> [EXERCISE GOAL]: Each record below is to be reproduced without any change.

> [MATERIALS PROVIDED]:
****

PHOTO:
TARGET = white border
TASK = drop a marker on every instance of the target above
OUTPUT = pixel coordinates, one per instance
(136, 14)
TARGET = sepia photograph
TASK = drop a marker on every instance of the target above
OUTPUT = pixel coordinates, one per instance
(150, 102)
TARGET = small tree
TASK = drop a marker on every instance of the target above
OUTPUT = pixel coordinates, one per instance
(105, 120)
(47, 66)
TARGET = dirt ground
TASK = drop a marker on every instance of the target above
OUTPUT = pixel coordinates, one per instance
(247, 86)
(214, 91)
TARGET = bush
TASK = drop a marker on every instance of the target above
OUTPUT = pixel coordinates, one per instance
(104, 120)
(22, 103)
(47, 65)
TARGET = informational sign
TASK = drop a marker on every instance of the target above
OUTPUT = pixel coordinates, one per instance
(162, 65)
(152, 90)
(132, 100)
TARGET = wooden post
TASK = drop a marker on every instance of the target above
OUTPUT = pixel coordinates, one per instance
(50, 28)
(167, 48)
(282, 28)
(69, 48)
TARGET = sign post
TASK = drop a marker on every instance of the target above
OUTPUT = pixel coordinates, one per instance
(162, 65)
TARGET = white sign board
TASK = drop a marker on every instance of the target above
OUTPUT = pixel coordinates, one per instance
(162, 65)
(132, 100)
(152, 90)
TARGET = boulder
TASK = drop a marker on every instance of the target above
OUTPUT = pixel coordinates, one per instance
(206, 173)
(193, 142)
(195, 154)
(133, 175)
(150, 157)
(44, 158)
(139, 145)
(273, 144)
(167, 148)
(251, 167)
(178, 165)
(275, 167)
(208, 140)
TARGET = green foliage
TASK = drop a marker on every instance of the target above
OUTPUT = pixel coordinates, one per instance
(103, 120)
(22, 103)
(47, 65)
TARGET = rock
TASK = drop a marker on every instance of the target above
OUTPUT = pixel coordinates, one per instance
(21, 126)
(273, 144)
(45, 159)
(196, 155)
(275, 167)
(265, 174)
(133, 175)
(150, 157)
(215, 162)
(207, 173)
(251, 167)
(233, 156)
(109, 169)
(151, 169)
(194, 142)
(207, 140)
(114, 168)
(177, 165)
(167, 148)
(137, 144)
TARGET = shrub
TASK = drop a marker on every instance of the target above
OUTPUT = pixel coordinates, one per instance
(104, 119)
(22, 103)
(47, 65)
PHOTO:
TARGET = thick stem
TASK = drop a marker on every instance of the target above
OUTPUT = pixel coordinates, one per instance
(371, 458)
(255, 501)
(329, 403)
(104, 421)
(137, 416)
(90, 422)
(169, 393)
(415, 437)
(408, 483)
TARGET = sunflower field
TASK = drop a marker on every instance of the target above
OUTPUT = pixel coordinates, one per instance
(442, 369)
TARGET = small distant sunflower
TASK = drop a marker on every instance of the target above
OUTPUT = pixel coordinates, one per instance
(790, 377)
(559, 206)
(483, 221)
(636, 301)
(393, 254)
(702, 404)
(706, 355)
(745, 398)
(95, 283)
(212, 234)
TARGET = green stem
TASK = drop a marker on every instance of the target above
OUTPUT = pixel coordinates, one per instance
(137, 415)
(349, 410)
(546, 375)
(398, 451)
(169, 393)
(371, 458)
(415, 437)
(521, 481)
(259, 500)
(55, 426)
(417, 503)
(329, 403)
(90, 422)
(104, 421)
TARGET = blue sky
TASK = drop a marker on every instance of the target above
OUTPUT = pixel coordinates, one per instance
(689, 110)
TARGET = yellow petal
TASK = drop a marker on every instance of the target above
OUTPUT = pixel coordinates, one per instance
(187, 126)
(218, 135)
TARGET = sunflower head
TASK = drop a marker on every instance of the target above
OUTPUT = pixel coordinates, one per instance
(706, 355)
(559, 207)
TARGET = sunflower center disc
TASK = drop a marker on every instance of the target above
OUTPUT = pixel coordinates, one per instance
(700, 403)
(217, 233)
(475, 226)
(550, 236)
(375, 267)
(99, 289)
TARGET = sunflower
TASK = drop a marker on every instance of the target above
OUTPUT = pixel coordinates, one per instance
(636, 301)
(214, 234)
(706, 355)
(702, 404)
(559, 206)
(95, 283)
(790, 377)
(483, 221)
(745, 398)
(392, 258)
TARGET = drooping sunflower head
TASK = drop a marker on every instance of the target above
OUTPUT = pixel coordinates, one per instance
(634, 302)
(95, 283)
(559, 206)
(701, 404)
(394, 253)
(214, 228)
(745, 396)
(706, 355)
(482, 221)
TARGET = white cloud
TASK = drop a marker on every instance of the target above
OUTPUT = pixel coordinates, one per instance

****

> [EXERCISE RESPONSE]:
PHOTO:
TARGET = white border
TASK = drop a marker on every instance of the target above
OUTPUT = pixel coordinates, one per instance
(136, 14)
TARGET = sepia photograph
TASK = drop a marker on every instance of the target above
OUTPUT = pixel coordinates, one per instance
(150, 102)
TARGET = small tree
TASK = drop a marker on every instance of the target above
OUTPUT = pixel coordinates, one per instance
(105, 120)
(47, 66)
TARGET = dirt ground
TASK = drop a marker on every instance of the target above
OUTPUT = pixel coordinates, one per instance
(247, 86)
(214, 91)
TARGET = bush
TASK = drop a marker on every instance of the target above
OUTPUT = pixel coordinates, one per instance
(104, 120)
(22, 103)
(47, 65)
TARGET = informational sign
TASK = drop a marker on every instance of the target above
OUTPUT = pixel coordinates, one per instance
(162, 65)
(152, 90)
(132, 100)
TARGET = wooden post
TASK = drop a marker on every instance of the target above
OUTPUT = pixel coordinates, one per instance
(50, 28)
(167, 48)
(282, 28)
(69, 48)
TARGET = sign post
TASK = drop a marker on every instance of the target above
OUTPUT = pixel coordinates, one per instance
(162, 65)
TARGET = white sign board
TASK = drop a marker on every instance of the target above
OUTPUT = pixel coordinates, one per instance
(162, 65)
(132, 100)
(152, 90)
TARGET = boulder
TASK = drop a marker on every instance of the target above
OUTPUT = pixel coordinates, one per instance
(206, 173)
(193, 142)
(195, 154)
(133, 175)
(150, 157)
(44, 158)
(139, 145)
(273, 144)
(167, 148)
(251, 167)
(178, 165)
(275, 167)
(208, 140)
TARGET = green foliage
TASK = drop a marker on every instance of the target above
OUTPUT = pixel coordinates, one per instance
(103, 120)
(22, 103)
(47, 65)
TARGET = rock
TASK = drop a marker on every instance of the target above
OUTPUT = pixel coordinates, one per instance
(21, 126)
(273, 144)
(45, 159)
(196, 155)
(275, 167)
(265, 174)
(133, 175)
(150, 157)
(215, 162)
(207, 173)
(251, 167)
(233, 156)
(109, 169)
(151, 169)
(194, 142)
(207, 140)
(114, 168)
(177, 165)
(167, 148)
(137, 144)
TARGET = shrub
TASK = drop a marker on every instance of the target above
OUTPUT = pixel coordinates, one per instance
(104, 119)
(22, 103)
(47, 65)
PHOTO:
TARGET = thick stem
TASK = drop a marker on every instance of the target above
OUTPUT = pixel coordinates, one per instance
(371, 458)
(255, 501)
(329, 403)
(104, 421)
(137, 416)
(90, 422)
(169, 393)
(415, 437)
(408, 483)
TARGET = sunflower field
TASK = drop a marker on every instance of the target above
OUTPUT = pixel coordinates, one per instance
(442, 369)
TARGET = small distant sunflower
TASK = drop a marker on every instance of the target above
OUTPUT = pixel coordinates, one per instance
(790, 377)
(559, 206)
(483, 221)
(636, 301)
(393, 254)
(702, 404)
(706, 355)
(745, 398)
(95, 283)
(212, 234)
TARGET = green stem
TASK = drop a marker on every instance of the target above
OUTPUT = pixel coordinates, one per instance
(137, 415)
(349, 410)
(546, 375)
(398, 451)
(169, 393)
(371, 458)
(415, 437)
(521, 481)
(259, 500)
(55, 426)
(417, 503)
(329, 403)
(90, 422)
(104, 421)
TARGET = blue sky
TASK = drop a marker on every instance of the target above
OUTPUT = pixel coordinates, one per instance
(689, 110)
TARGET = yellow petal
TASK = drop a marker on every instance of the target above
OUTPUT = pixel coordinates, one per instance
(187, 126)
(218, 135)
TARGET = sunflower head
TASK = drop a marker on every instance of the target above
OUTPUT = pixel coordinates, one per instance
(706, 355)
(559, 207)
TARGET = sunflower center disc
TASK = drop a marker on every instance of the target above
OUTPUT = pixel coordinates, one per instance
(700, 403)
(217, 233)
(475, 226)
(550, 236)
(375, 267)
(99, 289)
TARGET = sunflower
TASK = drop a marker on every instance of the target above
OUTPUT = pixel coordinates, one per instance
(636, 301)
(214, 234)
(706, 355)
(702, 404)
(559, 206)
(95, 283)
(790, 377)
(483, 221)
(745, 398)
(392, 258)
TARGET = drooping sunflower head
TASK = drop a marker on every instance of the target above
OUTPUT = pixel coordinates, one per instance
(634, 302)
(95, 283)
(559, 206)
(701, 404)
(394, 253)
(214, 228)
(745, 396)
(706, 355)
(482, 221)
TARGET = white cloud
TASK = drop a marker on every instance of the target above
OUTPUT = pixel coordinates, one per instance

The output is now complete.